• _Enunciado_: Reproduza, sem nenhuma alteração, a parte do trecho sobre design estratégico que abre com as palavras "IHU On-Line - Em" e fecha com "de outras áreas.".

• _Trecho de origem_:
O encontro entre organização em rede e design estratégico promove uma mudança metodológica em direção a permitir e promover os processos de estruturação de relações ecossistêmicas e de sua prática projetual. Assim compreendido, o efeito mais significativo das redes de design estratégico é a organização e a contínua reorganização das relações e das atividades que são desenvolvidas no ecossistema das empresas públicas e privadas, das ONGs e das demais organizações.
IHU On-Line - Em que sentido essas redes se conectam com a sustentabilidade e a inovação social?
Carlo Franzato – Como falamos, o design está relacionado à transformação do mundo e assim é orientado para o futuro. Logo, é estritamente ligado à sustentabilidade que, segundo a declaração do Rio [1], é característica desses processos de desenvolvimento que, ao mesmo tempo que possibilitam às gerações presentes o alcance de seus objetivos, garantem às gerações futuras as mesmas oportunidades.
Há uma grande tradição de design para a sustentabilidade, ligada ao desenvolvimento de produtos, serviços e sistemas produto-serviço, cujos processos de produção e consumo tenham um impacto ambiental minimizado. É um âmbito de estudo interdisciplinar para o qual convergem especialistas não somente do design, mas também da engenharia, da administração e de outras áreas.

• _Dados fornecidos_:
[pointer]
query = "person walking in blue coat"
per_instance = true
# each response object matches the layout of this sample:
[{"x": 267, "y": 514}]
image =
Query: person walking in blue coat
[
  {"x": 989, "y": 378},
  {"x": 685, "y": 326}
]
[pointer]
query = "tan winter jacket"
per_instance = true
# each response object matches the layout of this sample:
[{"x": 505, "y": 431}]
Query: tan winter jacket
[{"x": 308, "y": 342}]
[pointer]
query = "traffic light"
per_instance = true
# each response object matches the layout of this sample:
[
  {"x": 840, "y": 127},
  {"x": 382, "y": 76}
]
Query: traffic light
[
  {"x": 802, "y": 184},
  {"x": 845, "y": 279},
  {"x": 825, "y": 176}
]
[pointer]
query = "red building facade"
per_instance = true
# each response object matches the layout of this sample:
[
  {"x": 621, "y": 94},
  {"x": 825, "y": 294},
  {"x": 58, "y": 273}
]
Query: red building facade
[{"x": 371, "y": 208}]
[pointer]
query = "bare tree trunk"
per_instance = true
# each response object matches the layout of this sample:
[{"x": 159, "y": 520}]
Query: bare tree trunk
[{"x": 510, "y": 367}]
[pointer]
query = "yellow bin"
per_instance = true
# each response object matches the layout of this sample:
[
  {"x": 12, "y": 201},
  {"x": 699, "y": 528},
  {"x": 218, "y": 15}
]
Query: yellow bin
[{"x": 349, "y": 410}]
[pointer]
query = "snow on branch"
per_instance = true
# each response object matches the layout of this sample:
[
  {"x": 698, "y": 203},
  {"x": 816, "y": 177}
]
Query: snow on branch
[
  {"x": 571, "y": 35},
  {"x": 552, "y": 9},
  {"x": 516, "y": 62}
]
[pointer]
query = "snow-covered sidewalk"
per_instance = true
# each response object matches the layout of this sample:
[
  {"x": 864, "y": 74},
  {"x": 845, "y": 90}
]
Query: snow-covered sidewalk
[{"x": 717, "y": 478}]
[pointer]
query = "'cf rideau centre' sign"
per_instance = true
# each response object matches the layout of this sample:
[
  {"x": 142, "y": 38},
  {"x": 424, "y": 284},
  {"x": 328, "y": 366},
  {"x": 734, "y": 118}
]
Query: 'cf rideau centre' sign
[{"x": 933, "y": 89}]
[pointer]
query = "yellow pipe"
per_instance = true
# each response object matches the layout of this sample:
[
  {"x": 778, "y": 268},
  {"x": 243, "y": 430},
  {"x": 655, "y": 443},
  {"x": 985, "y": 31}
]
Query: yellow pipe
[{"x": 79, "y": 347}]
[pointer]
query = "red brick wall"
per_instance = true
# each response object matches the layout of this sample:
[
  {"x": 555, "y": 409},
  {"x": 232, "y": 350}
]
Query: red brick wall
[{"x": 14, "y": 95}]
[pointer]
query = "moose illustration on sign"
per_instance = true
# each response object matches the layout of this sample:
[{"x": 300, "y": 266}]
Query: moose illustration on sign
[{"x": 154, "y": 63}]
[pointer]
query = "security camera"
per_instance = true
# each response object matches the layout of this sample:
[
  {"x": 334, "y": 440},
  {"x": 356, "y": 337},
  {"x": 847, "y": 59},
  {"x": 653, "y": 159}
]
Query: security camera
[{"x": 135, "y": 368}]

• _Resolução da tarefa_:
IHU On-Line - Em que sentido essas redes se conectam com a sustentabilidade e a inovação social?
Carlo Franzato – Como falamos, o design está relacionado à transformação do mundo e assim é orientado para o futuro. Logo, é estritamente ligado à sustentabilidade que, segundo a declaração do Rio [1], é característica desses processos de desenvolvimento que, ao mesmo tempo que possibilitam às gerações presentes o alcance de seus objetivos, garantem às gerações futuras as mesmas oportunidades.
Há uma grande tradição de design para a sustentabilidade, ligada ao desenvolvimento de produtos, serviços e sistemas produto-serviço, cujos processos de produção e consumo tenham um impacto ambiental minimizado. É um âmbito de estudo interdisciplinar para o qual convergem especialistas não somente do design, mas também da engenharia, da administração e de outras áreas.